§ **Exercise**: Copy every record word for word.

§ **Given records**:
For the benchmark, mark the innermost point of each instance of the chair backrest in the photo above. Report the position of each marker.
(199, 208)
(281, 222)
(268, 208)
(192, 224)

§ **Finished exercise**:
For the benchmark, mark the innermost point of each instance of the chair backrest in the photo above. Report the position of each marker.
(199, 208)
(281, 222)
(268, 208)
(192, 224)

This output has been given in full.